Reproduce the data in its entirety, exactly as written.

#### Data for this task
-- -- --

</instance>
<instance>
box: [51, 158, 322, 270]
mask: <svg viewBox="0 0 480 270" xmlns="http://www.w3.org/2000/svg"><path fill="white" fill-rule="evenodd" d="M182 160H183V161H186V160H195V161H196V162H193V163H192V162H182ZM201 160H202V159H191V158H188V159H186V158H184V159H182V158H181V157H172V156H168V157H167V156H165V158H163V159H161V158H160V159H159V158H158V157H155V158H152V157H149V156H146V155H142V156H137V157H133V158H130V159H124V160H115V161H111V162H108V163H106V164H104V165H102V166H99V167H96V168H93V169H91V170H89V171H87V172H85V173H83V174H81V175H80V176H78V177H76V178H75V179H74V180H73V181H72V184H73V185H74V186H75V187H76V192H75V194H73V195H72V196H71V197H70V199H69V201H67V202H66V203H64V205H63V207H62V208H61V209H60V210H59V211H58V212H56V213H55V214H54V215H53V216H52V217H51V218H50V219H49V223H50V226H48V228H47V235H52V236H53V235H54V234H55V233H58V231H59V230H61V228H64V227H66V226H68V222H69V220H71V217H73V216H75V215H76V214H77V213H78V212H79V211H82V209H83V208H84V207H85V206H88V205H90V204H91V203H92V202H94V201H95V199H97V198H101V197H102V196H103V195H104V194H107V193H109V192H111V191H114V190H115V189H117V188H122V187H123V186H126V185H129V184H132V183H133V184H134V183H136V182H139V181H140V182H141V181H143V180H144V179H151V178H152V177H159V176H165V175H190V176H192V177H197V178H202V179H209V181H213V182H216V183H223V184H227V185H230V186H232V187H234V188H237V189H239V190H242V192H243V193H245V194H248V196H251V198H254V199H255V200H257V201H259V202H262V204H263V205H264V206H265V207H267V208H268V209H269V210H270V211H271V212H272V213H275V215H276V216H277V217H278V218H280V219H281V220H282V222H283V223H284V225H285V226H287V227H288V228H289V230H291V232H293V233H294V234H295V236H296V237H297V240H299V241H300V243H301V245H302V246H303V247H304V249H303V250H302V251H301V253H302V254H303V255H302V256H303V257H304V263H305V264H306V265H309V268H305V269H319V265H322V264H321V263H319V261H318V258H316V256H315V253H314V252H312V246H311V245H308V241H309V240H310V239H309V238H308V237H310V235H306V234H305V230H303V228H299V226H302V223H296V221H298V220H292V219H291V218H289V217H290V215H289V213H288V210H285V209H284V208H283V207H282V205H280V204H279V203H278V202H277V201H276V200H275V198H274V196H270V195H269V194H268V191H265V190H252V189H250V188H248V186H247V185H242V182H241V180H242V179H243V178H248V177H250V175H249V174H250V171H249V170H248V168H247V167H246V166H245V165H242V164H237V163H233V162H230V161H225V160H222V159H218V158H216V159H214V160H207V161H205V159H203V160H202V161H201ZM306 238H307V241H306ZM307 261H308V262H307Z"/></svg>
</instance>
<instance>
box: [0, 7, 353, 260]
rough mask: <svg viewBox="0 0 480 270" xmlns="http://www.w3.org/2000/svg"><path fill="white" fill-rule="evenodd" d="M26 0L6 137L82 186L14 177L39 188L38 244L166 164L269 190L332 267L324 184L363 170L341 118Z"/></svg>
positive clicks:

-- -- --

#### Solution for this exercise
</instance>
<instance>
box: [51, 158, 322, 270]
mask: <svg viewBox="0 0 480 270" xmlns="http://www.w3.org/2000/svg"><path fill="white" fill-rule="evenodd" d="M182 160H183V161H186V160H195V161H196V162H193V163H192V162H182ZM201 160H202V159H191V158H188V159H186V158H184V159H182V158H181V157H172V156H168V157H167V156H165V158H163V159H161V158H160V159H159V158H158V157H155V158H152V157H149V156H146V155H142V156H137V157H133V158H130V159H124V160H115V161H111V162H108V163H106V164H104V165H102V166H99V167H96V168H93V169H91V170H89V171H87V172H85V173H83V174H81V175H80V176H78V177H76V178H75V179H74V180H73V181H72V184H73V185H74V186H75V187H76V192H75V194H73V195H72V196H71V197H70V199H69V201H67V202H66V203H64V205H63V207H62V208H61V209H60V210H59V211H58V212H56V213H55V214H54V215H53V216H52V217H51V218H50V219H49V223H50V226H48V228H47V235H52V236H53V235H54V234H55V233H58V231H59V230H61V228H64V227H66V226H68V222H69V220H71V217H73V216H75V215H76V214H77V213H78V212H79V211H82V209H83V208H84V207H85V206H88V205H90V204H91V203H92V202H94V201H95V199H97V198H101V197H102V196H103V195H104V194H107V193H109V192H111V191H114V190H115V189H117V188H122V187H123V186H126V185H129V184H132V183H133V184H134V183H136V182H139V181H140V182H141V181H143V180H144V179H151V178H152V177H159V176H165V175H190V176H192V177H197V178H202V179H209V181H213V182H216V183H223V184H227V185H230V186H232V187H234V188H237V189H239V190H242V192H243V193H245V194H248V196H251V198H254V199H255V200H257V201H259V202H262V204H263V205H264V206H265V207H267V208H268V209H269V210H270V211H271V212H272V213H275V215H276V216H277V217H278V218H280V219H281V220H282V222H283V223H284V225H285V226H287V227H288V228H289V230H291V232H293V233H294V234H295V236H296V237H297V240H299V241H300V243H301V245H302V246H303V247H304V249H303V250H302V251H301V253H302V254H303V255H302V256H303V257H304V263H305V264H306V265H309V268H305V269H319V265H322V264H321V263H319V261H318V258H316V256H315V253H314V252H312V246H311V245H308V241H309V240H310V239H309V238H308V237H310V235H306V234H305V230H303V228H299V226H302V223H296V221H298V220H292V219H291V218H289V217H290V215H289V213H288V210H285V209H284V208H283V207H282V205H280V204H279V203H278V202H277V201H276V200H275V198H274V196H270V195H269V194H268V191H265V190H252V189H250V188H248V186H247V185H242V182H241V180H242V179H243V178H248V177H250V175H249V174H250V171H249V170H248V168H247V167H246V166H245V165H242V164H237V163H233V162H230V161H225V160H222V159H218V158H216V159H214V160H207V161H205V159H203V160H202V161H201ZM306 238H307V241H306ZM307 261H308V262H307Z"/></svg>
</instance>
<instance>
box: [0, 7, 353, 260]
rough mask: <svg viewBox="0 0 480 270" xmlns="http://www.w3.org/2000/svg"><path fill="white" fill-rule="evenodd" d="M26 0L6 137L82 186L14 177L39 188L38 244L166 164L269 190L332 267L324 184L363 170L341 118Z"/></svg>
positive clicks:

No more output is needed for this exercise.